**Listed records**
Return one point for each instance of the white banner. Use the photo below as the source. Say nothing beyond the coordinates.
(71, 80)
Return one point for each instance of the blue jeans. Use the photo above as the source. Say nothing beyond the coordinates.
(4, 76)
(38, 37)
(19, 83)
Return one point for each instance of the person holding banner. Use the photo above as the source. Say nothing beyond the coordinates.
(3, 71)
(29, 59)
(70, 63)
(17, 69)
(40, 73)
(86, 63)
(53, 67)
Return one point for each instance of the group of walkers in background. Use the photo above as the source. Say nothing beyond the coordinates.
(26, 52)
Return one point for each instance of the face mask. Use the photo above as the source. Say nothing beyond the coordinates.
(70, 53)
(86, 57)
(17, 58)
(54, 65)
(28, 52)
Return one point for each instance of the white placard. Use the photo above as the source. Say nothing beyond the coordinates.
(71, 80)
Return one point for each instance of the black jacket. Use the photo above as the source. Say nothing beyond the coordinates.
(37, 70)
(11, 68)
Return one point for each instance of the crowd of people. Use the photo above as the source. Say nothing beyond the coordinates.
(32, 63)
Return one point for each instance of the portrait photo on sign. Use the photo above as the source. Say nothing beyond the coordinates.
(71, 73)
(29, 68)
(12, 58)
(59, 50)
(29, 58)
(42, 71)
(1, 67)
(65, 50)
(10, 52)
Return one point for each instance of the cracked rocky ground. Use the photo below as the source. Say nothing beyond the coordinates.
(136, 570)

* * *

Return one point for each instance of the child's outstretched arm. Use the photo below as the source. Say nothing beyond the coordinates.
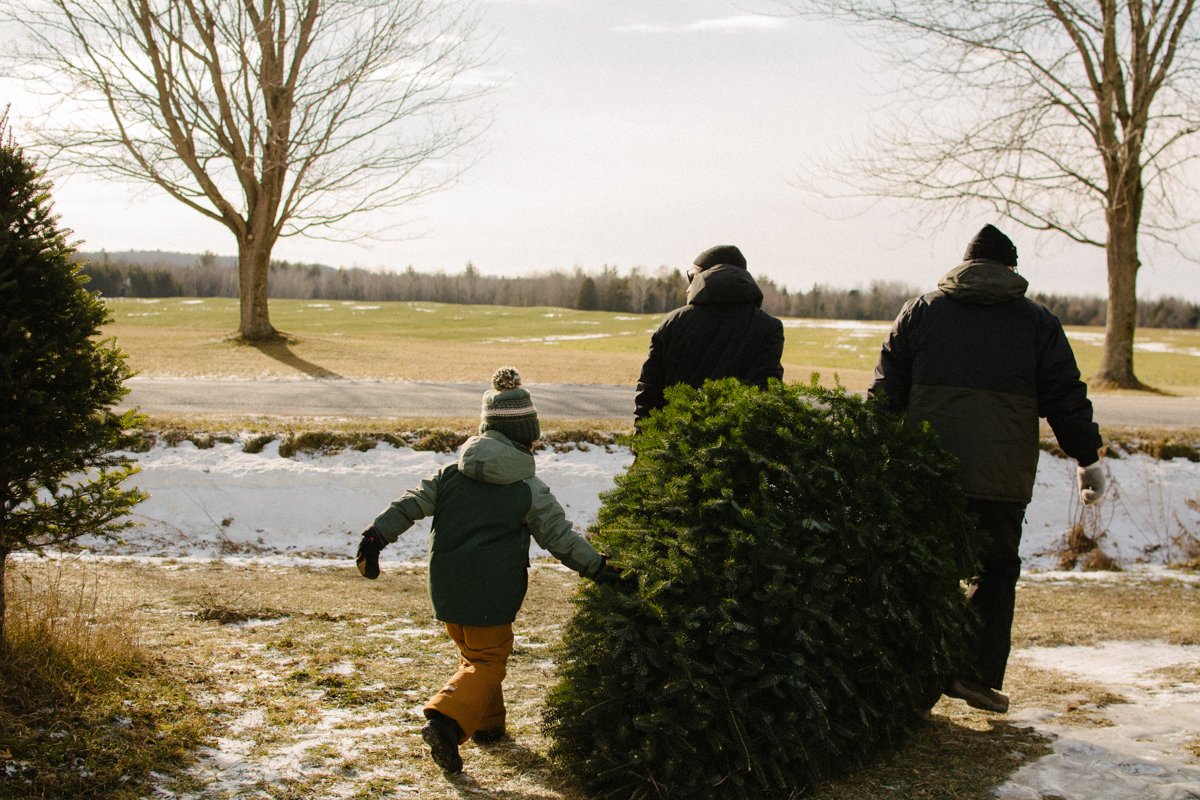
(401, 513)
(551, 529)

**Description of the task**
Report every line of the data above that contains the word "banner", copying each one in full.

**Result**
Return one point for each instance of the white banner. Use the photo below as the source. Say nothing beyond the coordinates.
Return one point for each instance of the person holding banner. Use the photo above as the source. Say nothing beyond the coordinates.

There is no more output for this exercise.